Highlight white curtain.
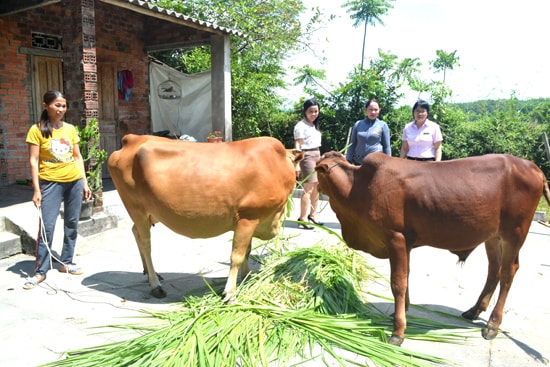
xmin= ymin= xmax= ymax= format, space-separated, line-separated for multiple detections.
xmin=149 ymin=60 xmax=212 ymax=141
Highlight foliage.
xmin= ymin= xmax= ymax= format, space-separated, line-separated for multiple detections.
xmin=311 ymin=50 xmax=422 ymax=153
xmin=453 ymin=97 xmax=550 ymax=123
xmin=262 ymin=108 xmax=299 ymax=149
xmin=152 ymin=0 xmax=312 ymax=141
xmin=537 ymin=196 xmax=550 ymax=216
xmin=530 ymin=100 xmax=550 ymax=124
xmin=441 ymin=98 xmax=550 ymax=176
xmin=150 ymin=1 xmax=550 ymax=178
xmin=76 ymin=118 xmax=107 ymax=198
xmin=42 ymin=243 xmax=477 ymax=367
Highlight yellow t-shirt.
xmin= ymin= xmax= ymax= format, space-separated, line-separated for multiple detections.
xmin=26 ymin=122 xmax=83 ymax=182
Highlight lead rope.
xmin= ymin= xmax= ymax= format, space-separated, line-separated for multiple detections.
xmin=36 ymin=204 xmax=67 ymax=270
xmin=21 ymin=205 xmax=67 ymax=289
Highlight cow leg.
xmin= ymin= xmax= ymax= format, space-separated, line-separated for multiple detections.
xmin=483 ymin=240 xmax=521 ymax=340
xmin=223 ymin=219 xmax=256 ymax=303
xmin=132 ymin=222 xmax=166 ymax=298
xmin=387 ymin=233 xmax=410 ymax=346
xmin=462 ymin=238 xmax=501 ymax=321
xmin=240 ymin=241 xmax=252 ymax=280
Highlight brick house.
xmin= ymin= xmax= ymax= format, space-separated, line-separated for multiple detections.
xmin=0 ymin=0 xmax=239 ymax=186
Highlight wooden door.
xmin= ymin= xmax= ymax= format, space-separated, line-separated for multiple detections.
xmin=98 ymin=64 xmax=118 ymax=178
xmin=32 ymin=56 xmax=63 ymax=122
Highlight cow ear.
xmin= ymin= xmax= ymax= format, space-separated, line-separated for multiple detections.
xmin=315 ymin=161 xmax=328 ymax=175
xmin=291 ymin=149 xmax=304 ymax=163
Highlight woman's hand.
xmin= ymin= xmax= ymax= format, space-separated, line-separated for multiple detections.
xmin=83 ymin=181 xmax=92 ymax=202
xmin=32 ymin=190 xmax=42 ymax=208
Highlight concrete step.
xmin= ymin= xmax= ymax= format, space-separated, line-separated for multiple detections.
xmin=534 ymin=211 xmax=547 ymax=222
xmin=0 ymin=231 xmax=21 ymax=259
xmin=0 ymin=215 xmax=36 ymax=257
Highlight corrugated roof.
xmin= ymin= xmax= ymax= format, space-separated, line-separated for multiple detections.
xmin=102 ymin=0 xmax=243 ymax=37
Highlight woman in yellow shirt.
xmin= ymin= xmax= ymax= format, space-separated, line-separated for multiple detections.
xmin=23 ymin=90 xmax=91 ymax=290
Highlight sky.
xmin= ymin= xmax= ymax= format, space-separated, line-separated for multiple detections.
xmin=282 ymin=0 xmax=550 ymax=106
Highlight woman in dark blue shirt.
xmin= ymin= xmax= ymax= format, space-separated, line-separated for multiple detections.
xmin=346 ymin=99 xmax=391 ymax=165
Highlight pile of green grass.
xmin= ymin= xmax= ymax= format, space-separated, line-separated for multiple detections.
xmin=42 ymin=241 xmax=478 ymax=367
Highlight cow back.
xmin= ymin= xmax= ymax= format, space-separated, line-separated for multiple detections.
xmin=316 ymin=152 xmax=545 ymax=257
xmin=108 ymin=134 xmax=296 ymax=238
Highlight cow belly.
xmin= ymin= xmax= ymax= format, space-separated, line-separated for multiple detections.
xmin=413 ymin=226 xmax=499 ymax=251
xmin=155 ymin=214 xmax=234 ymax=238
xmin=254 ymin=206 xmax=287 ymax=240
xmin=149 ymin=205 xmax=286 ymax=240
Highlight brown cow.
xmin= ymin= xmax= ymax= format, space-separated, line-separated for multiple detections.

----------

◆ **Work item**
Check the records above and copy each line that has the string "woman".

◆ **Result**
Highlight woman's hand.
Highlight woman in yellow shirt.
Highlight woman in dark blue shirt.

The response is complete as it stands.